» **Tugas yang Diminta**:
(1) Tulis ulang persis bagian teks tentang Panwaslu Sumatera Utara, mulai dari kata-kata yang memuat "Minimnya partisipasi masyarakat" dan berhenti setelah "pelaporan pelanggaran Pilgubsu.".
(2) Menurut teks tentang Panwaslu Sumatera Utara, mengapa partisipasi masyarakat dalam melaporkan kecurangan menjelang Pemilihan Gubernur Sumatera Utara minim? Jawab dalam satu sampai tiga kalimat.

Minimnya partisipasi masyarakat dalam melaporkan kecurangan jelang Pemilihan Gubernur Sumatera Utara dinilai karena lemahnya kinerja Panitia Pengawas Pemilu (Panwaslu) Sumatera Utara dalam melakukan fungsinya. Ditopang anggaran besar, sekitar Rp 80 miliar, kadar kinerja Panwas hanya sebatas kepura-puraan (ecek-ecek-red).
Demikian disampaikan pengamat politik USU Faisal Andri Mahrawa kepada MedanBagus.com, Kamis (14/2/2013) menjawab keluhan Panwaslu yang kecewa karena minimnya keterlibatan masyarakat dalam pelaporan pelanggaran Pilgubsu.
"Harusnya Panwaslu sudah bisa melakukan pengawasan yang lebih strategis, tidak sekadar mengawasi hal ecek-ecek seperti sekarang ini. Persiapan sumber daya manusia pengawas harusnya menjadi fokus," ujar Faisal.

[Data penunjukan objek bernama]

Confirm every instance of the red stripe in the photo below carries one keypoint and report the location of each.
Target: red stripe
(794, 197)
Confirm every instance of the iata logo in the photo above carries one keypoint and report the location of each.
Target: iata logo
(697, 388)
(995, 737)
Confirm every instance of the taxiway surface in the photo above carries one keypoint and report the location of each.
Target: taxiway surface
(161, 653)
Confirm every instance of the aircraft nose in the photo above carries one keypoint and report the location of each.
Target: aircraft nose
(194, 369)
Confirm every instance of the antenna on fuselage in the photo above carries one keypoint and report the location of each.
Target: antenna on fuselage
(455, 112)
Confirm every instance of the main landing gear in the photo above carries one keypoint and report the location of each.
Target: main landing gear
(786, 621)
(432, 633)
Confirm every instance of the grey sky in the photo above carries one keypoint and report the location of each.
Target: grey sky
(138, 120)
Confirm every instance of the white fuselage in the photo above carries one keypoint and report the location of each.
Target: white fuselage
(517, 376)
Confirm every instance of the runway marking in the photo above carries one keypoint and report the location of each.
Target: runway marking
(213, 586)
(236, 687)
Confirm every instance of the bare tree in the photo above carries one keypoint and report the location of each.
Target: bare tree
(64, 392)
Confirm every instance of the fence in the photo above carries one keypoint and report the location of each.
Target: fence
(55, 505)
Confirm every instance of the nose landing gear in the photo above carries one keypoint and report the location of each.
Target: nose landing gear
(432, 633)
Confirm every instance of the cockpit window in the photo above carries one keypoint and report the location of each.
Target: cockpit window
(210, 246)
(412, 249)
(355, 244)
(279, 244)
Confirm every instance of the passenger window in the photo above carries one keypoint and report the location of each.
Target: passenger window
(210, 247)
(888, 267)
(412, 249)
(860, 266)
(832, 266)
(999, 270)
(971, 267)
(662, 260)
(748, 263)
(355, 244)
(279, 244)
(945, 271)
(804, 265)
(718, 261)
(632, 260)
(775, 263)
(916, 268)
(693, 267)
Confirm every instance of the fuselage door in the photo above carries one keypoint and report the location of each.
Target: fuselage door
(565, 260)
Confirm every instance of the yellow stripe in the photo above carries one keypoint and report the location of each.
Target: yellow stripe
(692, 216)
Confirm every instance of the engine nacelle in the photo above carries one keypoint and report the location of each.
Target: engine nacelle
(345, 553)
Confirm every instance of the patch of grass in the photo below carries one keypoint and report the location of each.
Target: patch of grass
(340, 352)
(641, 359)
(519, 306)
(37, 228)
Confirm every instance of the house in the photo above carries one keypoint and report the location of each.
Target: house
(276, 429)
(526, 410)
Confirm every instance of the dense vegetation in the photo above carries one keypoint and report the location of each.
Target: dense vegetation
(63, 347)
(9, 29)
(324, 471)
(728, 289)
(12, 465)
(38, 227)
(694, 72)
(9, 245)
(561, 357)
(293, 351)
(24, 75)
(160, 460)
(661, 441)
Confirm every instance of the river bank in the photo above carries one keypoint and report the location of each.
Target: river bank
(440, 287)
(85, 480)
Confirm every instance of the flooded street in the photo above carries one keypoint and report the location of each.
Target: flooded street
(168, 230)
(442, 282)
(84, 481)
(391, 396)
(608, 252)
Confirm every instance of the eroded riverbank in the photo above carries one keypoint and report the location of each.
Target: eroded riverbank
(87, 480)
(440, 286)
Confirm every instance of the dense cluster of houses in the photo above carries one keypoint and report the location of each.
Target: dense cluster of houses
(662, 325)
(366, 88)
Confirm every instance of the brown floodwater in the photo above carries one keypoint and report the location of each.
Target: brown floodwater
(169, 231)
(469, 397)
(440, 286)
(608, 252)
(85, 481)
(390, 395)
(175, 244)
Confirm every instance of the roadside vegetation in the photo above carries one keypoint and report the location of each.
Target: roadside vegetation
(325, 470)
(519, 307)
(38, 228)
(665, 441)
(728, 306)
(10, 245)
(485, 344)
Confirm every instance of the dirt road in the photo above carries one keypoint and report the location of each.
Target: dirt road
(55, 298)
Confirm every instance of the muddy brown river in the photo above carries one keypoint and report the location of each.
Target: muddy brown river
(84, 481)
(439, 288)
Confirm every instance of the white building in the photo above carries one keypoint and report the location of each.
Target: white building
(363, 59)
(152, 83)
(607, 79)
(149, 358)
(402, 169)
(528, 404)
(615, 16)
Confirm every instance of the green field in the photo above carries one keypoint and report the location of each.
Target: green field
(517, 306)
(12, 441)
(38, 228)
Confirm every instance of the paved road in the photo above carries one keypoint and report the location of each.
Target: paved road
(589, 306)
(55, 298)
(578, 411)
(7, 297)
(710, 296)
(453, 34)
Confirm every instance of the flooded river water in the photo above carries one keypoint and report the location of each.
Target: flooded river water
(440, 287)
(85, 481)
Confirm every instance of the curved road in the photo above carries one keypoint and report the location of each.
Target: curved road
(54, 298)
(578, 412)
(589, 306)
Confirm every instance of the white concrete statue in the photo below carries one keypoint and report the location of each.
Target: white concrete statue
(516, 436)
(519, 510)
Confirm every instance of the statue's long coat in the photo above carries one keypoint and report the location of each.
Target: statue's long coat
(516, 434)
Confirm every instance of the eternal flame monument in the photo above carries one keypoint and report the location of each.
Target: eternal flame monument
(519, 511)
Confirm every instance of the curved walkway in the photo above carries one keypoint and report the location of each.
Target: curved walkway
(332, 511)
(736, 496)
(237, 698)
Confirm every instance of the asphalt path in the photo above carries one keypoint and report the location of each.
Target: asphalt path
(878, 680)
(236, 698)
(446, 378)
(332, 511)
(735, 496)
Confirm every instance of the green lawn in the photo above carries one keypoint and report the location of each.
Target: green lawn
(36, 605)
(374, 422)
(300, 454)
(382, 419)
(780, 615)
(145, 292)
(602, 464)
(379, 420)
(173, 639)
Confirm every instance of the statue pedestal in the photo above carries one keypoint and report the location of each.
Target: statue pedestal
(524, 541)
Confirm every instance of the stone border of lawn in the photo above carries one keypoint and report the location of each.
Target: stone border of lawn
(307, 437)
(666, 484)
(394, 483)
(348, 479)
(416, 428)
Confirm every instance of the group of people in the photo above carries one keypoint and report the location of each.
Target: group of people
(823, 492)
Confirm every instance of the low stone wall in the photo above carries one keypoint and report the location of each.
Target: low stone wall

» **Hasil yang Diharapkan**:
(1)
Minimnya partisipasi masyarakat dalam melaporkan kecurangan jelang Pemilihan Gubernur Sumatera Utara dinilai karena lemahnya kinerja Panitia Pengawas Pemilu (Panwaslu) Sumatera Utara dalam melakukan fungsinya. Ditopang anggaran besar, sekitar Rp 80 miliar, kadar kinerja Panwas hanya sebatas kepura-puraan (ecek-ecek-red).
Demikian disampaikan pengamat politik USU Faisal Andri Mahrawa kepada MedanBagus.com, Kamis (14/2/2013) menjawab keluhan Panwaslu yang kecewa karena minimnya keterlibatan masyarakat dalam pelaporan pelanggaran Pilgubsu.

(2) Partisipasi masyarakat dinilai minim karena kinerja Panwaslu Sumatera Utara lemah dalam melakukan fungsinya. Meskipun ditopang anggaran besar sekitar Rp 80 miliar, kinerja Panwaslu hanya sebatas kepura-puraan.